Dataset entries:
----

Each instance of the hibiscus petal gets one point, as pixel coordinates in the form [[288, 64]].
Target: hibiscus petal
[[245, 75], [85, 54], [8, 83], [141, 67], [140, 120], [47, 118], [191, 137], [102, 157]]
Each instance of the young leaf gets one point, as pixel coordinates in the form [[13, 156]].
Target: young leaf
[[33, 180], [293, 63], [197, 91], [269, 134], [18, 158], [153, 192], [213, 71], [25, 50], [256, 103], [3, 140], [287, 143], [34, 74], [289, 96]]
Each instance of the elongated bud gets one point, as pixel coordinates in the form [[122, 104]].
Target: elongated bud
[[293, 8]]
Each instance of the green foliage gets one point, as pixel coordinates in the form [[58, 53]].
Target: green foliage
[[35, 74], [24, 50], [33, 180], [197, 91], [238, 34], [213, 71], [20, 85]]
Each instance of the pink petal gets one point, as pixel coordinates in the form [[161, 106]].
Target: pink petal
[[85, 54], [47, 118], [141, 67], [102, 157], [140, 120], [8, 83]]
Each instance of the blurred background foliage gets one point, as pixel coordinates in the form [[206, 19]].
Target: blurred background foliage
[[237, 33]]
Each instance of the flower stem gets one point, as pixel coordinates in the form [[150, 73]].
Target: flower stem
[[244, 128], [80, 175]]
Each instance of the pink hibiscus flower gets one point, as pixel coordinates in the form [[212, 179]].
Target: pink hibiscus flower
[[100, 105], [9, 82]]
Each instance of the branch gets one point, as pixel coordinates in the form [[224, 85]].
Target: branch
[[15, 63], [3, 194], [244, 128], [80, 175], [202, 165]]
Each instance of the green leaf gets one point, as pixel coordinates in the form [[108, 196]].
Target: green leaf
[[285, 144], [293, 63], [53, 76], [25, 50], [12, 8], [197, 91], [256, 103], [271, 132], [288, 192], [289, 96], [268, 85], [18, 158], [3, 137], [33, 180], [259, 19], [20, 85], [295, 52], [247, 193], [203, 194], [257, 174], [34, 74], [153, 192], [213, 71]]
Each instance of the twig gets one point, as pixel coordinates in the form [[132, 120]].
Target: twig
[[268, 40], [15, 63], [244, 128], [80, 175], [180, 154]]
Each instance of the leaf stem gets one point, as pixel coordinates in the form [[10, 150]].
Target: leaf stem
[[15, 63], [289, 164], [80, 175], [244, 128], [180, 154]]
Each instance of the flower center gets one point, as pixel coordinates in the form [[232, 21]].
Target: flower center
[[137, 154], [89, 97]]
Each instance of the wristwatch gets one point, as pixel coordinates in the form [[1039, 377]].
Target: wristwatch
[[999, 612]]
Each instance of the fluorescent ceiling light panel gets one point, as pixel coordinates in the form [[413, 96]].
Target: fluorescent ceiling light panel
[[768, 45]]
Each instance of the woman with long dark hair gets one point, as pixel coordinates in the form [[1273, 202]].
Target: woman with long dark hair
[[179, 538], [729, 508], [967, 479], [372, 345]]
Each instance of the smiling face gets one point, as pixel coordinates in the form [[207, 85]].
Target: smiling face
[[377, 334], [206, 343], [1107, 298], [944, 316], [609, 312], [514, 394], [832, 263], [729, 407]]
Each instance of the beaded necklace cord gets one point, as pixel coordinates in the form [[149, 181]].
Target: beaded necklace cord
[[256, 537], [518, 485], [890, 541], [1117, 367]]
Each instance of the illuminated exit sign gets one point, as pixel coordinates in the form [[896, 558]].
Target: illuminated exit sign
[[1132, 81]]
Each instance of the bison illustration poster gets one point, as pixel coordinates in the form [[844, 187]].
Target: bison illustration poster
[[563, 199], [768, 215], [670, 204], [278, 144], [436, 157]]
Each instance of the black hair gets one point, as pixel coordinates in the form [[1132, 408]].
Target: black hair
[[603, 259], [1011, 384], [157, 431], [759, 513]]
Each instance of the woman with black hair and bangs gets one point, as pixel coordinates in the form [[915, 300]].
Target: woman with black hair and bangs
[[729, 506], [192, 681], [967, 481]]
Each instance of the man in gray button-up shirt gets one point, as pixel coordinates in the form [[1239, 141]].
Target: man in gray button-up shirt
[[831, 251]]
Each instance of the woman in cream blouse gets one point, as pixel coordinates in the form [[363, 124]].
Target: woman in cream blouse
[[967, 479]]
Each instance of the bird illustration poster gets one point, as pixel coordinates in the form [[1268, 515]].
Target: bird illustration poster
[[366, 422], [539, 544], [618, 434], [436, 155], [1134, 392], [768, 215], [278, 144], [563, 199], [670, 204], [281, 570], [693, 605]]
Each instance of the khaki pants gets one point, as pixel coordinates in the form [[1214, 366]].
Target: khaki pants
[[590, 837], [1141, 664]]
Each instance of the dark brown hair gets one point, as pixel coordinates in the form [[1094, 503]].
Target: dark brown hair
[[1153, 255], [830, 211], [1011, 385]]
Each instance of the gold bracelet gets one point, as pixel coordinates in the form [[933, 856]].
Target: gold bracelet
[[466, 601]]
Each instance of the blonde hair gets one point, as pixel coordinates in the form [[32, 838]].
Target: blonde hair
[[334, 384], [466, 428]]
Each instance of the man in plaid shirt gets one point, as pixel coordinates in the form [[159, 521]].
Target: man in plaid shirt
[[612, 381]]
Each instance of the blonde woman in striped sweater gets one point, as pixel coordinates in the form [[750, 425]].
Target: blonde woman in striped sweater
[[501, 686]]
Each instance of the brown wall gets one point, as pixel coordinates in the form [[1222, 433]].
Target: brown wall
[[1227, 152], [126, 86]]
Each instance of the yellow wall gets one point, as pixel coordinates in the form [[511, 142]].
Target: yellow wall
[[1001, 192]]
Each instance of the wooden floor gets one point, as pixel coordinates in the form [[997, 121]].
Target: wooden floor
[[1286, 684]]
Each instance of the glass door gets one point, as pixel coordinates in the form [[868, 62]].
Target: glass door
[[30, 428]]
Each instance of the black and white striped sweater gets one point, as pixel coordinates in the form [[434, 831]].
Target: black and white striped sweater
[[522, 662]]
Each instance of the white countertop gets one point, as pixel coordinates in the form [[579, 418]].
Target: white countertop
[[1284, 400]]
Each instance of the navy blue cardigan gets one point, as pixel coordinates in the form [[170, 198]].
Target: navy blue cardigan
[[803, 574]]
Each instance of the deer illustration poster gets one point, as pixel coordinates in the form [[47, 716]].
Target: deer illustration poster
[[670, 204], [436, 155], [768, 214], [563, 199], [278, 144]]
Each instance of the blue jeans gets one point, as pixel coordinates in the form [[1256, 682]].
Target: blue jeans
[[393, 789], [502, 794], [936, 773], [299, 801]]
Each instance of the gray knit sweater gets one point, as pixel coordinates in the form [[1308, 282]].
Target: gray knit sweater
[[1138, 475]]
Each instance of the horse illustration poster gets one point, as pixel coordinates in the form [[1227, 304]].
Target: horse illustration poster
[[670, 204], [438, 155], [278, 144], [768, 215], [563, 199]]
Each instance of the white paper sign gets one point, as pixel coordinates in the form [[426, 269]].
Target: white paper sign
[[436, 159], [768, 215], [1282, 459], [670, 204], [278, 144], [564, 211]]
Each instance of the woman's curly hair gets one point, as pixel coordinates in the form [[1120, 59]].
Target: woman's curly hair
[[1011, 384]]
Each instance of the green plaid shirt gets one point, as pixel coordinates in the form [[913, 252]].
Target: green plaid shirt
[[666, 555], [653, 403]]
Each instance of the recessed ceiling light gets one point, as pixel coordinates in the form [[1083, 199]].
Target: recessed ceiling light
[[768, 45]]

----

:: WHAT YOU NEED TO DO ::
Repeat the data exactly, with every line included.

:: EXERCISE SOLUTION ::
Each instance of the hibiscus petal gets one point, as pixel coordinates in the form [[288, 64]].
Target: hibiscus petal
[[245, 75], [85, 54], [8, 83], [141, 67], [140, 120], [47, 118], [191, 137], [102, 157]]
Each instance of the young leaf gets one point, as pixel coordinates in the form [[13, 156]].
Target: young leaf
[[33, 180], [293, 63], [197, 91], [269, 134], [18, 158], [153, 192], [213, 71], [25, 50], [256, 103], [3, 140], [287, 143], [34, 74], [289, 96]]
Each instance of the elongated bud gets one point, as pixel coordinates in the form [[122, 104]].
Target: elongated bud
[[293, 8]]
Each instance of the green foliage gets one point, as pixel coordinates in the form [[58, 53]].
Target: green foliage
[[35, 74], [24, 50], [33, 180], [197, 91], [238, 34], [213, 71], [20, 85]]
Each instance of the pink petal gets one point, as pixel coordinates in the form [[161, 106]].
Target: pink petal
[[85, 54], [47, 118], [141, 67], [102, 157], [140, 120], [8, 83]]
Each instance of the blurred background foliage gets one point, as pixel coordinates in the form [[206, 19]].
Target: blurred background foliage
[[237, 33]]
Each instance of the flower stem gets one point, as pixel coordinates in the form [[150, 73]].
Target: flower stem
[[244, 128], [80, 175]]
Each instance of the pink hibiscus flower gets one point, as pixel coordinates in the form [[212, 179]].
Target: pink hibiscus flower
[[100, 105], [9, 82]]
Each instance of the branch gets one point, as pixel coordinates in the form [[224, 85]].
Target: branch
[[15, 63], [3, 194], [244, 128], [80, 175], [202, 165]]
Each instance of the green leaf gets one point, as pixel coordinates in the form [[108, 196]].
Target: green leaf
[[285, 144], [293, 63], [53, 76], [25, 50], [12, 8], [197, 91], [256, 103], [271, 132], [288, 192], [289, 96], [268, 85], [18, 158], [3, 137], [33, 180], [259, 19], [20, 85], [295, 52], [247, 193], [203, 194], [257, 174], [34, 74], [153, 192], [213, 71]]
Each instance of the twig gets one point, as pixel coordinates in the form [[132, 120]].
Target: twig
[[268, 40], [15, 63], [244, 128], [80, 175], [180, 154]]
Each instance of the leaf stem gets one point, as pixel coordinates in the form [[10, 150]].
Target: leaf stem
[[15, 63], [289, 164], [80, 175], [244, 128], [180, 154]]
Each instance of the flower center gets one point, as pixel coordinates in the form [[232, 21]].
Target: flower center
[[137, 154], [89, 97]]
Each instance of the wristwatch gets one point, as pixel coordinates in the form [[1039, 377]].
Target: wristwatch
[[999, 612]]
Each instance of the fluorescent ceiling light panel gets one point, as pixel coordinates in the form [[413, 96]].
Target: fluorescent ceiling light panel
[[768, 45]]
Each instance of the woman with long dark hair gets one point, as pixel coordinates in the form [[1273, 202]].
Target: woman with long dark hair
[[179, 538], [729, 508], [967, 479], [372, 345]]
Each instance of the smiling face gets one point, as pixel coordinates in the form [[207, 85]].
Target: smiling face
[[377, 334], [206, 343], [1107, 298], [944, 316], [609, 312], [514, 394], [832, 263], [729, 407]]
Each instance of the beaded necklace cord gets one point, as pixel coordinates in the form [[149, 181]].
Target: beaded necklace cord
[[256, 537], [518, 485], [890, 541], [1117, 367]]
Each instance of the illuminated exit sign gets one point, as pixel coordinates in the form [[896, 558]].
Target: illuminated exit sign
[[1132, 81]]
Each instance of the bison illustration poster gets one point, as pixel coordinates in the form [[844, 187]].
Target: bison illustration poster
[[563, 199], [768, 215], [670, 204], [278, 144], [436, 157]]
Each instance of the black hair gets one point, as pixel coordinates in the form [[1132, 408]].
Target: black hair
[[603, 259], [1011, 384], [157, 431], [759, 513]]
Each instance of the woman with black hair and bangs gets one point, as pixel coordinates in the form [[915, 300]].
Target: woman with black hair and bangs
[[729, 506], [192, 681], [967, 481]]
Each instance of the man in gray button-up shirt gets one point, as pixel coordinates in the form [[1239, 141]].
Target: man in gray button-up shirt
[[831, 251]]
Each instance of the woman in cream blouse gets one point, as pixel coordinates in the form [[363, 124]].
Target: woman in cream blouse
[[967, 479]]
Each instance of the bird illustration poster gets one point, as pixel coordinates in the form [[1268, 515]].
Target: bird illustration poster
[[366, 422], [539, 544], [618, 434], [436, 155], [1134, 392], [768, 215], [278, 144], [563, 199], [670, 204], [281, 570], [693, 605]]
Each instance of the khaki pants gets one point, as pixel coordinates in the form [[1214, 366]].
Target: khaki pants
[[590, 837], [1141, 664]]
Each instance of the dark brown hair gets one point, as pixel coordinates in the form [[1094, 503]].
Target: dark brown hair
[[1153, 255], [830, 211], [1011, 385]]
Each instance of the gold bracelet gets one point, as pixel coordinates in the form [[933, 856]].
Target: gold bracelet
[[466, 601]]
Each instance of the blonde hair gets one point, as pixel coordinates in the form [[32, 838]].
Target: blonde hair
[[334, 384], [466, 428]]
Each instance of the man in plaid shirt gets one point, as pixel coordinates in the form [[159, 521]].
Target: man in plaid shirt
[[612, 381]]
Each instance of the blonde woman in striped sweater gets one point, as pixel coordinates in the form [[750, 425]].
Target: blonde woman in striped sweater
[[501, 686]]
Each instance of the brown wall gets one point, as pixel coordinates in the form [[1222, 433]].
Target: brown wall
[[1227, 152], [126, 86]]
Each instance of the yellow wall gets one point, as pixel coordinates in the form [[511, 142]].
Target: yellow wall
[[1001, 192]]
Each instance of the wooden floor gets one point, as pixel coordinates in the form [[997, 121]].
Target: wooden floor
[[1286, 684]]
Each instance of the glass door gets one point, as pixel coordinates in the form [[868, 62]].
Target: glass door
[[30, 428]]
Each instance of the black and white striped sweater gets one point, as pixel coordinates in the form [[434, 831]].
Target: black and white striped sweater
[[522, 662]]
Each instance of the white countertop gets one point, as pixel coordinates in the form [[579, 418]].
Target: white countertop
[[1284, 400]]
Each instance of the navy blue cardigan gets one point, as pixel coordinates in the form [[170, 198]].
Target: navy blue cardigan
[[803, 574]]
Each instance of the deer illustration poster gets one point, as pixel coordinates in the form [[47, 716]].
Target: deer illustration poster
[[670, 204], [436, 155], [768, 214], [563, 199], [278, 144]]
Each instance of the blue jeans gets one point, as pixel coordinates in the form [[1256, 682]].
Target: blue jeans
[[393, 789], [502, 794], [936, 773], [299, 801]]
Each instance of the gray knit sweater gets one point, as pixel coordinates in the form [[1308, 282]].
Target: gray knit sweater
[[1138, 475]]
Each instance of the horse illustration poster gets one point, as pixel coordinates in the form [[1227, 304]].
Target: horse illustration poster
[[670, 204], [438, 155], [278, 144], [768, 215], [563, 199]]
Each instance of the white paper sign gets one point, as pixel coordinates in the form [[426, 269]].
Target: white paper sign
[[436, 159], [768, 215], [1282, 459], [670, 204], [278, 144], [564, 211]]
Each instance of the woman's curly hair gets one point, as pixel coordinates in the form [[1120, 59]].
Target: woman's curly hair
[[1011, 384]]
Each instance of the green plaid shirt gets one point, as pixel coordinates in the form [[913, 252]].
Target: green plaid shirt
[[666, 555], [653, 403]]
Each instance of the recessed ceiling light gets one point, as pixel coordinates in the form [[1083, 199]].
Target: recessed ceiling light
[[768, 45]]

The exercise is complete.